**Brief:** Restate the entries below verbatim.

---- Data supplied

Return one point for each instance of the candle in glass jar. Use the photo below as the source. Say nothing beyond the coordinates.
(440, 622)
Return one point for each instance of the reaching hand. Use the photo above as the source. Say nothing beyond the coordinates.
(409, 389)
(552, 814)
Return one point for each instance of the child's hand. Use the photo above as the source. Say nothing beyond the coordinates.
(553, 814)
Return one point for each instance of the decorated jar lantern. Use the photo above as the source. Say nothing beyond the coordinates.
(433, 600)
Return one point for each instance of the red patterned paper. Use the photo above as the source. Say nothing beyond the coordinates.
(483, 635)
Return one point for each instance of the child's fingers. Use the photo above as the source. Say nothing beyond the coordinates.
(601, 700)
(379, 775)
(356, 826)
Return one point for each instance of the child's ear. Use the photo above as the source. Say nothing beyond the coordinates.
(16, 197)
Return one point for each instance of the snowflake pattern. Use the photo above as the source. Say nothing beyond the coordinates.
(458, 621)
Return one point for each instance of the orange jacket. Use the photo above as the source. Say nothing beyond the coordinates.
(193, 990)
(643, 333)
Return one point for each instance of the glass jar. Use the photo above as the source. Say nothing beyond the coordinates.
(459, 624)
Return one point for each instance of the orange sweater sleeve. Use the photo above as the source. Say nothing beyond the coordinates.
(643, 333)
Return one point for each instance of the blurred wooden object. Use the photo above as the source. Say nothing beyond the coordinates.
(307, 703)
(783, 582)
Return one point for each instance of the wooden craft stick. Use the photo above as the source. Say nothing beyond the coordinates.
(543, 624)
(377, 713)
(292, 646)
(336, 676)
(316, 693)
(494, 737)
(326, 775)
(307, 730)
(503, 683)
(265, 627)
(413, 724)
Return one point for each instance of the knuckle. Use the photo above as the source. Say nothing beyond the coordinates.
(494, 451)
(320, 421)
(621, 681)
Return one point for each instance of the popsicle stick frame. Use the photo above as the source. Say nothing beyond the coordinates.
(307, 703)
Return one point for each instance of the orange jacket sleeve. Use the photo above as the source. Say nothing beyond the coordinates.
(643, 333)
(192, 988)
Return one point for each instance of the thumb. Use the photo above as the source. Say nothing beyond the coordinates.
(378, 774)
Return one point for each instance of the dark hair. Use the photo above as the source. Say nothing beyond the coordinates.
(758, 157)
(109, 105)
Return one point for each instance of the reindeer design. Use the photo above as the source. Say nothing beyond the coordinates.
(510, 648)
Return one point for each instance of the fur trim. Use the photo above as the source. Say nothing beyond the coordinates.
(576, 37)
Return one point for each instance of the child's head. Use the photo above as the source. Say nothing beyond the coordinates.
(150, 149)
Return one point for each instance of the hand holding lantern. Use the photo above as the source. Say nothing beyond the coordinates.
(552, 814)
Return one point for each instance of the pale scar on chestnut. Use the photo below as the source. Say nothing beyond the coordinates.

--------

**Written answer:**
Return one point for each instance of the candle in glass jar. Use the photo below as the source. Say nothing beyond the coordinates.
(440, 622)
Return one point for each instance of the reaching hand. Use the photo above as the source. Say nothing beyond the coordinates.
(409, 389)
(552, 814)
Return one point for each instance of the child's hand. Use the photo above as the source. Say nothing beyond the coordinates.
(553, 814)
Return one point for each instance of the decorated jar lantern. Use the photo above as the source. Say nothing beyond the coordinates.
(433, 600)
Return one point for each instance of the red patterned paper. Use the photo above as the source. Say nothing beyond the coordinates.
(483, 635)
Return one point for each instance of the child's fingers. Use the photo above as the source. Say nothing beyond the coordinates.
(601, 700)
(379, 775)
(356, 826)
Return one point for each instance of the child's ear. Use the photo above as the source. Say nothing beyond the coordinates.
(16, 197)
Return one point for each instance of the snowflake pattern. Use the photo above as the source. Say nothing beyond the coordinates.
(458, 621)
Return one point for each instance of the orange jacket. Use the photo above as the source. Say nothing beyond the coordinates.
(193, 990)
(643, 333)
Return one point for each instance of the glass jar. Use the photo above as the source. Say nothing beyond the coordinates.
(459, 624)
Return one point for each instance of the orange sweater sleeve. Use the photo above as the source. Say nothing beyond the coordinates.
(643, 333)
Return one point for each instance of the blurred wooden object. Use the photo above as the source. Say nothing beyond the coordinates.
(307, 703)
(783, 582)
Return one point for each instance of the wooden craft stick. Use the photo above as the source. Say nothing beyond the coordinates.
(543, 624)
(377, 713)
(292, 646)
(336, 676)
(316, 693)
(494, 737)
(326, 775)
(307, 730)
(503, 683)
(265, 627)
(413, 724)
Return one point for each instance of the knuckle. Use the photo above as the source. Say nothing beyond the coordinates.
(494, 451)
(320, 421)
(621, 681)
Return one point for each instance of the popsicle stick frame. Use the photo above as the source. Say nothing beyond the coordinates.
(307, 703)
Return one point for each instance of the orange jacket sleeve. Use the photo above as the source. Say nothing beyond the coordinates.
(643, 333)
(192, 988)
Return one point for each instance of the thumb. Use the photo above as the source. Say nothing beyond the coordinates.
(378, 774)
Return one point for each instance of the dark hair. Use the photo above as the source. Say nothing beyond the coordinates.
(758, 157)
(109, 105)
Return one point for each instance of the reindeer design. Use the photo above as the source. Say nothing beyond the coordinates.
(510, 648)
Return one point for each instance of the fur trim. Use the photo above as the source. Say nothing beyond the coordinates.
(576, 37)
Return one point for each instance of the child's head. Use the photo above as the source. Say nothing beyond the coordinates.
(150, 149)
Return one point for each instance of the hand holding lantern. Use the photo above as the source. Say nothing beyond the coordinates.
(552, 814)
Return one point for each instance of the pale scar on chestnut. Use the photo below as the source. Say nothing beyond the coordinates.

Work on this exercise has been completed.